Exercise material
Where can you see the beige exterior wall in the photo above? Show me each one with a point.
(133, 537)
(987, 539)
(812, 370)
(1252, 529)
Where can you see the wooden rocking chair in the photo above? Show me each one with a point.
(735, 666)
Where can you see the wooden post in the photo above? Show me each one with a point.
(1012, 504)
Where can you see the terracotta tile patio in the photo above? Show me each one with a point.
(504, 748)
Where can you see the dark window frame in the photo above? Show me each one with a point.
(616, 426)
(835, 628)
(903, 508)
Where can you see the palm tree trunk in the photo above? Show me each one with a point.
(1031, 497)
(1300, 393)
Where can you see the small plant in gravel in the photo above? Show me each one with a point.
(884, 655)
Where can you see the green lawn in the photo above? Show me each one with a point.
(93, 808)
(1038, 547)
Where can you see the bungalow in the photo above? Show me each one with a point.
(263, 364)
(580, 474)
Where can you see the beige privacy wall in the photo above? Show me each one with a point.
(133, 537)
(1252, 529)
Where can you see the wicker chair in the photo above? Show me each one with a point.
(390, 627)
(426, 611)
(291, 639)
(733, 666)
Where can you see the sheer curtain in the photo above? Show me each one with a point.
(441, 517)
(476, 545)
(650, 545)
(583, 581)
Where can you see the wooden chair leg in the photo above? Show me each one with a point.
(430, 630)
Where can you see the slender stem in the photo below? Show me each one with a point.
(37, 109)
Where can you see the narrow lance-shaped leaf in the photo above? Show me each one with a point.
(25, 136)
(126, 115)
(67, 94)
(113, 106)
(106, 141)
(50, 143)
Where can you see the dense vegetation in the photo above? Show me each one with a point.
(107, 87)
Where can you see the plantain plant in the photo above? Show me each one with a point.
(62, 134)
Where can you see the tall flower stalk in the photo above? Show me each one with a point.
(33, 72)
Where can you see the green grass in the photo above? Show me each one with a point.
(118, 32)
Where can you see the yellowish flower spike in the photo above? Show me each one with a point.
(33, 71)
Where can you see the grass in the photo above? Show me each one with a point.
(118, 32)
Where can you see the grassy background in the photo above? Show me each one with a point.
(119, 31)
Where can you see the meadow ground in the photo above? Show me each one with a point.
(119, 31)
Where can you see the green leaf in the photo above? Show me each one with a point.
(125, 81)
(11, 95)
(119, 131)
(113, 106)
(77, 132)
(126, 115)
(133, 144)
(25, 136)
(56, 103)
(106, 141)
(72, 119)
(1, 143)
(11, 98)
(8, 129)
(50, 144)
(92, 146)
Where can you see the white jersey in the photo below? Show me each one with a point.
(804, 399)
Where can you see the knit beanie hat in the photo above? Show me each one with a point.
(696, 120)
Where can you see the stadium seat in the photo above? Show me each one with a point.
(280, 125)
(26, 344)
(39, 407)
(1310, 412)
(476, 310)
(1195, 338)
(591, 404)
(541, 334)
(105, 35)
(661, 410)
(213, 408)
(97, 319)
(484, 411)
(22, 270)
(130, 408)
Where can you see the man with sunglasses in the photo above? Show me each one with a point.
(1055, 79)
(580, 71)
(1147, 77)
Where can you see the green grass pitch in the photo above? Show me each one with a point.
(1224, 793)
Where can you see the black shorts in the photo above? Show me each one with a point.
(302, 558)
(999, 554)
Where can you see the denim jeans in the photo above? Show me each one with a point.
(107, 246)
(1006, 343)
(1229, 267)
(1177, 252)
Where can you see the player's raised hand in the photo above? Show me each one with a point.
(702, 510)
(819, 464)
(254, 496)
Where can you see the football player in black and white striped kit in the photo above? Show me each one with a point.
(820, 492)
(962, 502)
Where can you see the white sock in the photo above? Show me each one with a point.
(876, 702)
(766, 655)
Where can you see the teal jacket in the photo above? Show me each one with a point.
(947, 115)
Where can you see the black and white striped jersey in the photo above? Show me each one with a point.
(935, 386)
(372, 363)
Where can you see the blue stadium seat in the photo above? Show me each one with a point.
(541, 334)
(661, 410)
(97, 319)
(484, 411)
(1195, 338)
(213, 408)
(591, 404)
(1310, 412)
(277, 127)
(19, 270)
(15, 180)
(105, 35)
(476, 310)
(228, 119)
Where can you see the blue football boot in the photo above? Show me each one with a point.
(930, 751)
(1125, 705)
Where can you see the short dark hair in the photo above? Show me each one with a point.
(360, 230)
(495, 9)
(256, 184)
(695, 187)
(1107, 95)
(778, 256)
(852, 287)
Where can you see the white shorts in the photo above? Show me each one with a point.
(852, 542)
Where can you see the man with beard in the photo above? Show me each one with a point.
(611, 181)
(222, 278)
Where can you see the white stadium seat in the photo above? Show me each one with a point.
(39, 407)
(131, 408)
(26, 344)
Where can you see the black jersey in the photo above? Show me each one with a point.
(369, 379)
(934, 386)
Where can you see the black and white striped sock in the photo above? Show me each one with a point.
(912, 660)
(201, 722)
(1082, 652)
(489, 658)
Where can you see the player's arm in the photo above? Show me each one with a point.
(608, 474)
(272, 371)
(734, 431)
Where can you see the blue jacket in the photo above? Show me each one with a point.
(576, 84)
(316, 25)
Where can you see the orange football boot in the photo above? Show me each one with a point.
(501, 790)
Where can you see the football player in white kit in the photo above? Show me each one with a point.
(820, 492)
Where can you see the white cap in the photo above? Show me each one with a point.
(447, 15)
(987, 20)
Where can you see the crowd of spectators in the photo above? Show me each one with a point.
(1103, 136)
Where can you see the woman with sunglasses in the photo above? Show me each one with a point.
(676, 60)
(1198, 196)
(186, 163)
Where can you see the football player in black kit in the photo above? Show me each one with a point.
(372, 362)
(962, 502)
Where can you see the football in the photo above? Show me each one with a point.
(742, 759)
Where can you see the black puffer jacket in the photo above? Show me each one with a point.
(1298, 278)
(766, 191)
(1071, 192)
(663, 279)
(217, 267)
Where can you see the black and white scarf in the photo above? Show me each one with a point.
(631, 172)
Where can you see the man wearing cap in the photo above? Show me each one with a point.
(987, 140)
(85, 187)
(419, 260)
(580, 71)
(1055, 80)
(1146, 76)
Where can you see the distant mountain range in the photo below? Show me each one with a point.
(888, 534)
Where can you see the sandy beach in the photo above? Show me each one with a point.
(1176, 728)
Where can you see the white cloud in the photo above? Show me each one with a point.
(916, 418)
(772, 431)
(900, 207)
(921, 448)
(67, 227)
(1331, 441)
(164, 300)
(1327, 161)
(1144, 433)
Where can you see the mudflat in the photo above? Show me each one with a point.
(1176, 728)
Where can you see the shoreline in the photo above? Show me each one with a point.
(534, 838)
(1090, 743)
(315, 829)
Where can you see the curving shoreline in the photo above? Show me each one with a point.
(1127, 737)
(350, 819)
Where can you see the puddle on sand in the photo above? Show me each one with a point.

Problem details
Repeat each of the entries above precisely as given.

Result
Where can you see the beige exterior wall in the photo above? Show me each one with a point.
(133, 537)
(987, 539)
(812, 370)
(1252, 529)
Where can you see the wooden rocking chair in the photo above? Show me each one with a point.
(735, 666)
Where can you see the wooden post in the photo above? Show me each one with a point.
(1012, 504)
Where can you see the terracotta tile patio in the photo above? Show me each one with a point.
(504, 748)
Where can you see the dark window frame in the photo above? Show me each one with a point.
(616, 426)
(835, 628)
(903, 508)
Where can you see the palm tree trunk in the photo above? Show me each one with a point.
(1031, 497)
(1300, 393)
Where can you see the small plant in gravel in the photo above? Show me each one with a point.
(884, 655)
Where can you see the green lawn in the photo above? Show me each one with a point.
(93, 808)
(1038, 547)
Where can you see the bungalow in the photo above? Show me each one with a point.
(263, 364)
(580, 474)
Where can you see the beige privacy wall in the photo above? Show me each one with a point.
(133, 537)
(1252, 529)
Where can you see the wicker chair in the photo above? Show me each one with a point.
(390, 627)
(426, 611)
(291, 639)
(733, 666)
Where can you see the sheer curtain in the photo above? Show me each one with a point.
(441, 517)
(476, 545)
(650, 545)
(583, 581)
Where can you see the wooden chair leg in the photo above? Show me each one with a point.
(430, 630)
Where can you see the slender stem in the photo below? Show me each one with a point.
(37, 109)
Where can you see the narrow lance-shaped leaf in the photo above? Show me each one with a point.
(25, 136)
(126, 115)
(67, 94)
(113, 106)
(106, 141)
(50, 143)
Where can you see the dense vegetation in the photo above? Show me each one with a point.
(107, 87)
Where can you see the plantain plant in the photo above? Show me each one with a point.
(62, 134)
Where can you see the tall flower stalk in the photo above? Show me each one with a point.
(33, 72)
Where can you see the green grass in the photo above? Show me each one with a point.
(118, 32)
Where can you see the yellowish flower spike in the photo above? Show me each one with a point.
(33, 71)
Where can you see the grass in the photo above? Show me each one with a point.
(118, 32)
Where can you see the grassy background in the photo above? Show me each one with a point.
(119, 31)
Where can you see the meadow ground in the photo above? Show me each one with a point.
(119, 31)
Where can you see the green leaf in the photo above? Show me each one with a point.
(125, 81)
(11, 95)
(119, 131)
(113, 106)
(77, 132)
(126, 115)
(133, 144)
(25, 136)
(56, 103)
(106, 141)
(72, 119)
(1, 143)
(11, 98)
(8, 129)
(50, 144)
(92, 146)
Where can you see the white jersey in the photo below? Show me each one with a point.
(804, 399)
Where can you see the knit beanie hat in the photo above? Show me each one with a point.
(696, 120)
Where can you see the stadium seat in the photo above? Show me each one with a point.
(280, 125)
(26, 344)
(39, 407)
(1310, 412)
(476, 310)
(1195, 338)
(591, 404)
(541, 334)
(105, 35)
(661, 410)
(213, 408)
(97, 319)
(484, 411)
(22, 270)
(130, 408)
Where can you see the man with sunglasses in the photo above? Show me each one with a point.
(1055, 79)
(580, 71)
(1147, 77)
Where can you see the green grass pitch in the photo above? Show me each one with a point.
(1224, 793)
Where can you see the black shorts in the photo above? Show me each one with a point.
(302, 558)
(999, 554)
Where can you see the denim jeans in the photo above? Show me each one with a point.
(107, 246)
(1006, 343)
(1229, 267)
(1177, 252)
Where can you see the player's raised hand in the photo above? Show me each one with a point.
(702, 510)
(819, 464)
(254, 496)
Where can you see the football player in black and white striped kit in the photo above? Show me each one with a point.
(820, 492)
(962, 502)
Where can you see the white sock in the photo above? Show me each one with a point.
(876, 702)
(766, 655)
Where can you see the teal jacket in the photo above? Show me each one with a point.
(947, 115)
Where can you see the black and white striped jersey in the photo above? Show me each one with a point.
(935, 386)
(372, 363)
Where can you see the blue stadium seat in the photo above? Show me each one with a point.
(541, 334)
(661, 410)
(97, 319)
(484, 411)
(1195, 338)
(213, 408)
(591, 404)
(1310, 412)
(277, 127)
(19, 270)
(15, 180)
(105, 35)
(476, 310)
(228, 119)
Where can you see the blue football boot in the photo above? Show me each one with a point.
(930, 751)
(1125, 705)
Where can you see the short dark hair in the photo above? Show me each one with a point.
(360, 230)
(495, 9)
(256, 184)
(695, 187)
(1107, 95)
(778, 256)
(852, 287)
Where can you see the white shorts in the photo above? Show me each one with a point.
(852, 542)
Where can you see the man with beard in the photo above? Show me each one with a point.
(611, 181)
(222, 278)
Where can you see the white stadium seat in the photo above? Show me each one with a point.
(39, 407)
(131, 408)
(26, 344)
Where can you see the black jersey in the photo above? Show me each one with a point.
(369, 379)
(934, 386)
Where can you see the black and white striped sock in the photo above? Show me each one with a point.
(912, 660)
(201, 722)
(1082, 652)
(489, 658)
Where can you see the player's arm in the photo above? Show me each one with a point.
(608, 474)
(272, 371)
(734, 431)
Where can you see the blue jacket in the photo above? Show me each one with a point.
(576, 84)
(316, 25)
Where can you see the orange football boot in the photo above? Show me each one with a point.
(501, 790)
Where can you see the football player in white kit in the photo above? Show me each one with a point.
(820, 492)
Where can you see the white cap in the photo above? Show me each one with a point.
(447, 15)
(987, 20)
Where can you see the crowd of spectators in the photo above? Show me each one with a point.
(1103, 136)
Where can you see the woman with sunglasses in the photo above? Show me each one with a point.
(676, 60)
(1198, 196)
(186, 163)
Where can you see the football player in black kit in the photo above? Show me each one with a point.
(372, 362)
(962, 502)
Where can you see the football in the photo above? Show me each one with a point.
(742, 759)
Where can you see the black puffer jacket in the photo above? Show me each one with a point.
(1298, 278)
(766, 191)
(1071, 192)
(663, 279)
(217, 267)
Where can you see the black and white scarf in the photo above? Show me each one with a point.
(631, 172)
Where can you see the man wearing cap in the photo above? Show me each one with a point.
(987, 140)
(85, 187)
(419, 260)
(580, 71)
(1055, 80)
(1146, 76)
Where can you see the distant mountain range in the photo below? Show me each one with a point.
(888, 534)
Where can you see the sandy beach in the photo above? Show me each one with a point.
(1176, 728)
Where can you see the white cloud in the photo above? Show me each one with a point.
(916, 418)
(772, 431)
(900, 207)
(921, 448)
(67, 227)
(1331, 441)
(164, 300)
(1327, 161)
(1144, 433)
Where can you see the mudflat in the photo above? Show me each one with a point.
(1176, 728)
Where can you see the shoreline in the photo above? Show me each one with a point.
(534, 838)
(1090, 743)
(315, 829)
Where can you see the curving shoreline in the photo above? Show me each one with a point.
(1127, 737)
(350, 819)
Where can you see the puddle on sand in the photo above? Show me each one with a point.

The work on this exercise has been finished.